Goal of the exercise — Pull out each line of the material below that contains the string "lamp", matching its case exactly.

Point placement records —
□ □ □ □
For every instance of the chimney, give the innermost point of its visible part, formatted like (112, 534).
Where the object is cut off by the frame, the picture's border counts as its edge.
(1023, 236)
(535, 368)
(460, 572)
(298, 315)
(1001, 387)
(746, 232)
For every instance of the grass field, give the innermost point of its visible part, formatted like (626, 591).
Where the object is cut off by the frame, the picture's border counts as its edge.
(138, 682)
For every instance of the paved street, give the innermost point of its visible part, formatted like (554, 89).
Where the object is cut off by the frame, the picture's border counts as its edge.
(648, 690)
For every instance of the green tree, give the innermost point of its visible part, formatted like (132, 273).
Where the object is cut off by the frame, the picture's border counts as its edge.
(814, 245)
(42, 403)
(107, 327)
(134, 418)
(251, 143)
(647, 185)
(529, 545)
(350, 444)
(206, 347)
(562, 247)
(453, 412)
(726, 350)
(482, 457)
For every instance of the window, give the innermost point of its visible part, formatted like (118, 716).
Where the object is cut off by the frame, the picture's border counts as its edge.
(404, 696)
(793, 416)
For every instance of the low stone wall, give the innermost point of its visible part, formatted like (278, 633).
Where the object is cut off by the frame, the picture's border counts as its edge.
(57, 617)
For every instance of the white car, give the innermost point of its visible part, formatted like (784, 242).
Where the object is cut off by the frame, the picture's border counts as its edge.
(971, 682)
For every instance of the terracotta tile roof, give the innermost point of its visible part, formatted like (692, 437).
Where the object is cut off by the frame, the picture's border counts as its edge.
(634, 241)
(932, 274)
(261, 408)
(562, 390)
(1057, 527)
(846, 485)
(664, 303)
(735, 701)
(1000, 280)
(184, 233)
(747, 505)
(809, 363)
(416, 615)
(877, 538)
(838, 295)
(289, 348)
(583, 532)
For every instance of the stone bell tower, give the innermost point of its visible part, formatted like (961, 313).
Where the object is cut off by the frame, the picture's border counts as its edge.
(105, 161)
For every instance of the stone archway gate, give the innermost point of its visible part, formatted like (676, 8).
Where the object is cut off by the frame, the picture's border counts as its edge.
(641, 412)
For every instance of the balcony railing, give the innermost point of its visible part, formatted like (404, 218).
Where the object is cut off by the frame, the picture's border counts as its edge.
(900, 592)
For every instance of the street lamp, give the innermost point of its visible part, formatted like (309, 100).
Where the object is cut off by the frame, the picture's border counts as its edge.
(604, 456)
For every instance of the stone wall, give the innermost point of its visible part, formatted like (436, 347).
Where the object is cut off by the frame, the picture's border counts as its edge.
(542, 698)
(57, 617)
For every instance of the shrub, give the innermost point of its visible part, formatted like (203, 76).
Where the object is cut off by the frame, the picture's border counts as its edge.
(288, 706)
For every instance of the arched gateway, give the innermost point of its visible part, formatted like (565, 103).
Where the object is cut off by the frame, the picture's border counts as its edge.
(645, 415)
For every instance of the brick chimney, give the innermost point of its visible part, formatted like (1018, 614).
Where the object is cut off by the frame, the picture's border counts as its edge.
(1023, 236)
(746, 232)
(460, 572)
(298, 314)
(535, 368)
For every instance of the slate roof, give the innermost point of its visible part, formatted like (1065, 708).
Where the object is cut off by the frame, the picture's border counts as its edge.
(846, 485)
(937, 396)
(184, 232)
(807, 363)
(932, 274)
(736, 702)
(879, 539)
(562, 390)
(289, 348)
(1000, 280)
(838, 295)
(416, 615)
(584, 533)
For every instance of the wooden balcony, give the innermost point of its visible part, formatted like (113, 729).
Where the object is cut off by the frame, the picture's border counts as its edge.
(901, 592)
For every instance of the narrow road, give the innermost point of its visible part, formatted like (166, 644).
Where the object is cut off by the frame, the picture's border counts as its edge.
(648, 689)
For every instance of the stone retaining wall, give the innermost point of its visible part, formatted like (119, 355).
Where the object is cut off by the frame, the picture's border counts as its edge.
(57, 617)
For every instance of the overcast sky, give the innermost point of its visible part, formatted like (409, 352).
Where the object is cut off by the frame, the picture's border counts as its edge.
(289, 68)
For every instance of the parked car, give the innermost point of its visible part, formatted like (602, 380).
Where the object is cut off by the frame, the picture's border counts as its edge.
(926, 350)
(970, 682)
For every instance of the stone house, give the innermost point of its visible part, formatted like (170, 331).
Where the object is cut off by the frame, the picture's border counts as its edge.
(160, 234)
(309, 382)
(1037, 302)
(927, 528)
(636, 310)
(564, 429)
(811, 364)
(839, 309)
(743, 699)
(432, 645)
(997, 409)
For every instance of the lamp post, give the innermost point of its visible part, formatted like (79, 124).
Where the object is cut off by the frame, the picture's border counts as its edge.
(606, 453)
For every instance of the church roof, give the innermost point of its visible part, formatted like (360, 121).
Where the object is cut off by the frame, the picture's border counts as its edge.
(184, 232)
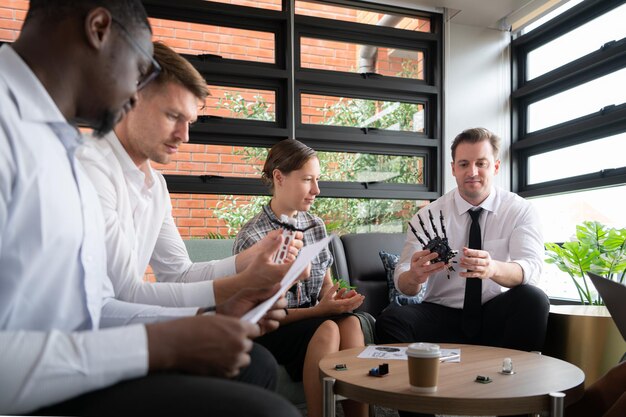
□ □ □ □
Solution —
For every instance of the street lamp, give the innermost point of its visible part, formatted like (309, 100).
For every instance of the lamp post, give the innermost point of its visible part, formatted like (79, 124).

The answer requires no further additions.